[BEGIN DOCUMENT TEXT]
Why the latest HM Treasury AML/CTF supervision report matters for every regulated firm

With key highlights from the 2024–25 supervision report

The UK’s fight against money laundering and terrorist financing is entering a pivotal phase. On December 8, HM Treasury published its 13th annual report on AML/CTF supervision, covering supervisory activity between April 6, 2024 and April 5, 2025. While this report appears routine at first glance, it has implications for firms, supervisors and the future shape of the UK’s financial crime framework.

 

This year’s report does more than catalogue supervisory statistics. It reveals a system under reform, increasing expectations on supervisors, and intensifying scrutiny on firms, particularly as the UK prepares for its next FATF assessment in 2028. 

 

Why this report matters 

 

The UK is preparing for FATF’s new, more demanding methodology

The Financial Action Task Force (FATF) is shifting towards more of an emphasis on effectiveness, not just technical compliance. In the next mutual evaluation, FATF will separately assess supervision of:

  • financial institutions

  • virtual asset service providers

  • non-financial businesses and professions such as lawyers and accountants

 

This means the quality of UK supervision, not just activity levels, will be under the microscope. HM Treasury is therefore increasing the metrics supervisors must report, adding new data points this year on:

  • persistent non-compliance

  • firms needing higher risk categorisation

  • SAR quality assessments

These additions aim to demonstrate to FATF that UK supervisors can measure and improve their own effectiveness.

 

Major reforms to the supervision model are coming

The government has indicated that the FCA will become the AML/CTF supervisor for all professional services firms, replacing the Professional Body Supervisors (PBSs) and taking over AML supervision of ASPs and TCSPs currently supervised by HMRC.

 

This will fundamentally restructure how AML oversight works across the UK.

 

The report signals heightened expectations of risk-based, data-led supervision

Across supervisors, including the FCA, HMRC, and Gambling Commission, the report shows a shift to analytics-driven approaches and sector-specific risk targeting. Supervisors are expected to:

  • use more granular risk data

  • target high-risk firms more aggressively

  • demonstrate improvement in compliance outcomes

This means firms should expect more focused, more frequent, and more intelligent supervision.

Implications for Different Types of Organisations

 

Financial services (FCA-regulated firms)

Expect sharper, more data-driven supervision. The FCA’s use of analytics and AI means:

  • firms with anomalous data will be quickly flagged

  • poor AML governance will surface earlier

  • scrutineers will increasingly expect evidence of ML/TF risk intelligence, not just policies

Accountants, lawyers, and professional service firms

The biggest shift: The FCA is taking over your AML supervision. This will bring:

  • significantly more consistency

  • higher expectations for risk frameworks

  • a cultural change from a “supportive PBS model” to “regulatory supervision”

This is the most consequential change to AML supervision in the UK since the 2007 regulations.
[END DOCUMENT TEXT]
> WRITTEN INSTRUCTION A: Give only the number of lines in the rows that contain the word "white", counting only matches with the same case.
[BEGIN PROVIDED RECORDS]
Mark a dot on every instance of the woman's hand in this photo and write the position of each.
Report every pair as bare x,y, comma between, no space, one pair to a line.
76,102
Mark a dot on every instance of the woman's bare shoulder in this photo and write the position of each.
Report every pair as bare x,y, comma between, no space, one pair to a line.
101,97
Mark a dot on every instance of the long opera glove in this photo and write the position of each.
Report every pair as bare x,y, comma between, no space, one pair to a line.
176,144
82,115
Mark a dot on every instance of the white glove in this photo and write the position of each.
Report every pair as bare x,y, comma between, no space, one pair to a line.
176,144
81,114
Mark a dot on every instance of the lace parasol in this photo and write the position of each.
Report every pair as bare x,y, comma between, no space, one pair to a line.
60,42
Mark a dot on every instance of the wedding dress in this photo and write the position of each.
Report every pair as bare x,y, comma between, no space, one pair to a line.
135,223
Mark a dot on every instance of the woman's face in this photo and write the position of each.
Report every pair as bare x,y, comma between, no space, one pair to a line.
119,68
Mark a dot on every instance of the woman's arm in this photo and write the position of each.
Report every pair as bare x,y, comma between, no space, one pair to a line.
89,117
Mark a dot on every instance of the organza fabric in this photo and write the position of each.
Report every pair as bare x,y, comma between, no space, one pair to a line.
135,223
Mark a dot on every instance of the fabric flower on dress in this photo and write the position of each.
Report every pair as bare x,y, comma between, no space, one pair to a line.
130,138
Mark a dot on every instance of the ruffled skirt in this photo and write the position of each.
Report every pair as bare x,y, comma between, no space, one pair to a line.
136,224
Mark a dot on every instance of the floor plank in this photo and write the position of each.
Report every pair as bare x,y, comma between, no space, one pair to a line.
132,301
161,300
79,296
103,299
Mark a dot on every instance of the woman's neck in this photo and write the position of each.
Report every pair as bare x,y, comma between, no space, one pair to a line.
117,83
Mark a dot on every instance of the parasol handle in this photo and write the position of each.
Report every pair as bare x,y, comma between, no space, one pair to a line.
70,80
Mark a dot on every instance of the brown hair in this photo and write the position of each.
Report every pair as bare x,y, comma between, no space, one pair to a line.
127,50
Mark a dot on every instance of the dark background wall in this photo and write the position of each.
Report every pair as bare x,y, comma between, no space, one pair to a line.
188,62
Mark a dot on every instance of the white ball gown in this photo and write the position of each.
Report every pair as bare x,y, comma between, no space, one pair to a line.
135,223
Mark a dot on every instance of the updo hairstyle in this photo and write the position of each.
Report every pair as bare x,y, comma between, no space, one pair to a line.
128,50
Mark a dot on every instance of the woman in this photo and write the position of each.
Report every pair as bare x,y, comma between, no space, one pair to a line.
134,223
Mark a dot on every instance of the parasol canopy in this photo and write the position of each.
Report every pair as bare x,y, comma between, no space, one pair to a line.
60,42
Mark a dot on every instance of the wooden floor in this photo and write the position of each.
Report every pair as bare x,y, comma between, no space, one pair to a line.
[END PROVIDED RECORDS]
> WRITTEN INSTRUCTION B: For each statement, say yes or no to whether it agrees with the article on AML/CTF supervision, and quote the article's deciding words: (i) the 13th annual report covers supervisory activity from April 6, 2024 to April 5, 2025; (ii) the UK's next FATF assessment is set for 2026; (iii) the FCA will take over AML supervision of ASPs and TCSPs now supervised by HMRC.

> FINAL RESULT A: 2

> FINAL RESULT B:
(i) Yes: "covering supervisory activity between April 6, 2024 and April 5, 2025"
(ii) No: "as the UK prepares for its next FATF assessment in 2028"
(iii) Yes: "taking over AML supervision of ASPs and TCSPs currently supervised by HMRC"